TASK DESCRIPTION
Reproduce all of the entries below exactly, without a single change.

SOURCE DATA

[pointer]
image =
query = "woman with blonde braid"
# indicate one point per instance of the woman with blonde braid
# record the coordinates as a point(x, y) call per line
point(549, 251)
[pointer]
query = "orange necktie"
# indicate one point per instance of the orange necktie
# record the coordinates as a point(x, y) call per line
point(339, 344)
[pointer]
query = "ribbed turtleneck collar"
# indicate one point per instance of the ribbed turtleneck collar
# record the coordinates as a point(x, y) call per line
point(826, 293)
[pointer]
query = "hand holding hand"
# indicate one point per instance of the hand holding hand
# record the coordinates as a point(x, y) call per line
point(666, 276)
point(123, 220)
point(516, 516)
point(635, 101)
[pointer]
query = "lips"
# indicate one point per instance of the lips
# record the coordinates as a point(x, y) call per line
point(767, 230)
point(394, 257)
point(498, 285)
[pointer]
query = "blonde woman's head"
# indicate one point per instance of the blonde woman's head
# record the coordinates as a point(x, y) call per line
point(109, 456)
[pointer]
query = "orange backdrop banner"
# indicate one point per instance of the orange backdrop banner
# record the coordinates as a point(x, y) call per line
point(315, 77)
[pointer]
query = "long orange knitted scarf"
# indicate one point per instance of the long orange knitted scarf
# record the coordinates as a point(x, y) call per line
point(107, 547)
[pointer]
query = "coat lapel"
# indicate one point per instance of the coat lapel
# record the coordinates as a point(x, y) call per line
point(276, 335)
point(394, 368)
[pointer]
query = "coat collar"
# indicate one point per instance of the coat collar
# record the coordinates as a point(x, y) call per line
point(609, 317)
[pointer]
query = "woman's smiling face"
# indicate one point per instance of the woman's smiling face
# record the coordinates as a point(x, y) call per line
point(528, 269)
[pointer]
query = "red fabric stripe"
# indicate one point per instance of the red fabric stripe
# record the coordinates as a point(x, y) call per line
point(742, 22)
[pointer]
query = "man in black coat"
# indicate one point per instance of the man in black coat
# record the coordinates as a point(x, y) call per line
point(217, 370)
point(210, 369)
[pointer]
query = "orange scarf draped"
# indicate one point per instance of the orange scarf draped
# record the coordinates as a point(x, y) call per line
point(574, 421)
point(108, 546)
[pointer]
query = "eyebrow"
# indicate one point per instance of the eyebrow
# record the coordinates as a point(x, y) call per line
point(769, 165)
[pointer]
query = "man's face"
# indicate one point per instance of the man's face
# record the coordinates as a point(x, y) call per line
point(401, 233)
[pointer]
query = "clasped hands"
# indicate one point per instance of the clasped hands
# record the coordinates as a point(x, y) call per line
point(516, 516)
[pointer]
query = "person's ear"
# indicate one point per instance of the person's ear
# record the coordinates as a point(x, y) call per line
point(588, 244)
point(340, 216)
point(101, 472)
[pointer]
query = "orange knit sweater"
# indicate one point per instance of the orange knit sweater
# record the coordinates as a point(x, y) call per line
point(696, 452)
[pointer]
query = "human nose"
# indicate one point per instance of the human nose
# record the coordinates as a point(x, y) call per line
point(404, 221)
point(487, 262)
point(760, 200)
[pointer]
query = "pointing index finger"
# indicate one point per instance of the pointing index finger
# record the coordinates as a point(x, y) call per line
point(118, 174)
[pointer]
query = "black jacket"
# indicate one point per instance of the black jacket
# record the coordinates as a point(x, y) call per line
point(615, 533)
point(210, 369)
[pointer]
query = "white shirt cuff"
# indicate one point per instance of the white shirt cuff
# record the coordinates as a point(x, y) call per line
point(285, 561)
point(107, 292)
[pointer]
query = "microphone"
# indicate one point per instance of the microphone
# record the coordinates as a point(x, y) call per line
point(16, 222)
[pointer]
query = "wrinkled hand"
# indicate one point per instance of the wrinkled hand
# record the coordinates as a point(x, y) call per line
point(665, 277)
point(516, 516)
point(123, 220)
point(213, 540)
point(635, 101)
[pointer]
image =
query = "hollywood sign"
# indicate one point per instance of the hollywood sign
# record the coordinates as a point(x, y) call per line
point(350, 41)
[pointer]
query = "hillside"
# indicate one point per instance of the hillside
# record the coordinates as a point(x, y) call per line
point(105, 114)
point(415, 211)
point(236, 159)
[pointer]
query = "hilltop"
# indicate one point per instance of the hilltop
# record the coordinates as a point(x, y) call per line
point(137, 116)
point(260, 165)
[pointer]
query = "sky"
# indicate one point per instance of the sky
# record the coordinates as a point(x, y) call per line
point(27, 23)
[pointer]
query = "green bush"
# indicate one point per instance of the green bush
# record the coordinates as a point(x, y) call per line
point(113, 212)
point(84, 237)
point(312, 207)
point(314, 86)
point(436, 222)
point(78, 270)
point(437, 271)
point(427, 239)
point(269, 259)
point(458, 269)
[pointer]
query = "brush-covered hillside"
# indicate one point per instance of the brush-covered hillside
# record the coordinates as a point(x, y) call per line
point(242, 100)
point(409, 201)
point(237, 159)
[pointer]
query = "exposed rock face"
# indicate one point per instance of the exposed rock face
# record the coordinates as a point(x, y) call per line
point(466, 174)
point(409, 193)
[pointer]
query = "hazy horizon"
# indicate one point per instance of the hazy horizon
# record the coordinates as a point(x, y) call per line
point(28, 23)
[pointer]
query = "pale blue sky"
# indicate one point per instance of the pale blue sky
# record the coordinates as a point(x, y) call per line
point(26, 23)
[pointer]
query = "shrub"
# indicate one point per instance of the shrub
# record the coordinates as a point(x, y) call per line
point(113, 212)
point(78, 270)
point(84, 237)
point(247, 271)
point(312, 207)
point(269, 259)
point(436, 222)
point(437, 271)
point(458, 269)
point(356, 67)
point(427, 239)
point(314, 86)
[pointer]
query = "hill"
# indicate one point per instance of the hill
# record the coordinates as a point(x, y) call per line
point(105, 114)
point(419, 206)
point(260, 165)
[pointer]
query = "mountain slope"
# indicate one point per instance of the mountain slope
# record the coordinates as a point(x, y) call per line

RESPONSE TO THIS EXERCISE
[pointer]
image =
query = "woman with blonde braid"
# indicate one point per instance of the woman with blonde braid
# record the coordinates as a point(x, y) call per line
point(549, 251)
[pointer]
query = "orange necktie"
# indicate one point per instance of the orange necktie
# record the coordinates as a point(x, y) call per line
point(339, 344)
[pointer]
query = "ribbed turtleneck collar"
# indicate one point per instance of the ribbed turtleneck collar
# record the coordinates as a point(x, y) call per line
point(826, 293)
[pointer]
query = "hand holding hand"
# indicate one point per instance of the hand holding hand
# record the coordinates as a point(x, y) call per line
point(666, 276)
point(123, 220)
point(516, 516)
point(635, 101)
[pointer]
query = "lips"
# indicate one point per instance of the lips
# record the coordinates as a point(x, y) call per line
point(767, 230)
point(394, 257)
point(498, 285)
[pointer]
query = "blonde woman's head"
# indicate one point per instance of the blonde woman's head
# record the coordinates as a point(x, y) call per line
point(109, 456)
[pointer]
query = "orange backdrop banner"
# indicate one point per instance of the orange backdrop banner
# record the coordinates as a point(x, y) call per line
point(315, 77)
[pointer]
query = "long orange knitted scarf"
# indicate one point per instance of the long orange knitted scarf
# record the coordinates as a point(x, y) call per line
point(107, 547)
[pointer]
query = "coat lapel"
# indicate one point per instance of the coat lapel
# record the coordinates as a point(x, y) call per line
point(276, 335)
point(394, 368)
[pointer]
query = "coat collar"
# indicate one point per instance of the coat collar
# record the coordinates as a point(x, y) call per line
point(609, 317)
[pointer]
query = "woman's smiling face"
# indicate one point per instance of the woman's smiling face
# record the coordinates as a point(x, y) call per line
point(528, 269)
[pointer]
query = "red fabric stripe"
# indicate one point per instance of the red fabric stripe
# record the coordinates as a point(x, y) call per line
point(742, 22)
[pointer]
query = "man in black coat"
# indicate one point per instance of the man in black coat
# record the coordinates as a point(x, y) call per line
point(217, 370)
point(210, 369)
[pointer]
query = "orange scarf draped"
# indicate one point per instance of the orange scarf draped
# record the coordinates as a point(x, y) call per line
point(574, 421)
point(108, 546)
[pointer]
query = "eyebrow"
# indicate one point per instance of the eyebrow
# record the coordinates as a point(x, y) call per line
point(769, 165)
[pointer]
query = "man's face"
# indicate one point per instance of the man's face
# record the coordinates as a point(x, y) call per line
point(401, 233)
[pointer]
query = "clasped hands"
# indicate one point per instance of the clasped hands
# record the coordinates as a point(x, y) call per line
point(516, 516)
[pointer]
query = "person's ear"
# indicate one point per instance of the person's ear
# record the coordinates as a point(x, y) call per line
point(588, 244)
point(340, 216)
point(101, 472)
[pointer]
query = "orange knit sweater"
# indicate one point per instance of the orange knit sweater
# record the coordinates as a point(x, y) call per line
point(696, 452)
[pointer]
query = "human nose"
# indicate one point per instance of the human nose
# record the coordinates as a point(x, y) call per line
point(404, 221)
point(487, 262)
point(760, 200)
[pointer]
query = "pointing index finger"
# indicate one point per instance of the pointing index finger
# record the coordinates as a point(x, y) call per line
point(118, 174)
[pointer]
query = "black jacket"
# indicate one point per instance of the black jacket
# record the coordinates as a point(x, y) call per line
point(615, 533)
point(210, 369)
[pointer]
query = "white shirt cuff"
# indicate one point per instance of the white shirt cuff
# record the coordinates as a point(x, y) call per line
point(285, 561)
point(107, 292)
[pointer]
query = "microphone"
# indicate one point per instance of the microphone
# record the coordinates as a point(x, y) call per line
point(16, 222)
[pointer]
query = "wrinkled hand"
# indicate one point per instance of the wrinkled hand
# record the coordinates as a point(x, y) call per line
point(665, 277)
point(516, 516)
point(123, 220)
point(213, 540)
point(635, 101)
[pointer]
image =
query = "hollywood sign"
# indicate one point per instance of the hollywood sign
# record the coordinates as a point(x, y) call per line
point(350, 41)
[pointer]
query = "hillside"
# indicate one point per instance of the hillside
# record the coordinates as a point(x, y) call per line
point(105, 114)
point(415, 211)
point(236, 159)
[pointer]
query = "hilltop"
# indicate one point per instance of the hilltop
# record the coordinates as a point(x, y) call per line
point(137, 116)
point(260, 165)
[pointer]
query = "sky"
# indicate one point per instance of the sky
# record the coordinates as a point(x, y) call per line
point(27, 23)
[pointer]
query = "green bush"
# indicate one point per instance of the green bush
# record the coordinates as a point(x, y) call per line
point(113, 212)
point(84, 237)
point(312, 207)
point(314, 86)
point(436, 222)
point(78, 270)
point(437, 271)
point(427, 239)
point(269, 259)
point(458, 269)
[pointer]
query = "brush-covered hillside"
# indicate one point per instance of the brush-covered hillside
# record the coordinates as a point(x, y) call per line
point(242, 100)
point(409, 201)
point(237, 159)
[pointer]
query = "exposed rock face"
# indicate one point per instance of the exposed rock face
# record the coordinates as a point(x, y) call per line
point(466, 174)
point(409, 193)
[pointer]
query = "hazy horizon"
# indicate one point per instance of the hazy horizon
# record the coordinates as a point(x, y) call per line
point(28, 23)
[pointer]
query = "pale blue sky"
# indicate one point per instance of the pale blue sky
# record the coordinates as a point(x, y) call per line
point(26, 23)
[pointer]
query = "shrub"
# indicate one point per instance of the shrub
# record the coordinates as a point(x, y) call per line
point(113, 212)
point(78, 270)
point(84, 237)
point(247, 271)
point(312, 207)
point(269, 259)
point(436, 222)
point(437, 271)
point(458, 269)
point(356, 67)
point(427, 239)
point(314, 86)
[pointer]
query = "hill"
# indicate one point per instance of the hill
# record the coordinates as a point(x, y) call per line
point(105, 114)
point(419, 206)
point(260, 165)
[pointer]
query = "mountain slope"
# indicate one point per instance of the mountain slope
# record the coordinates as a point(x, y) call per line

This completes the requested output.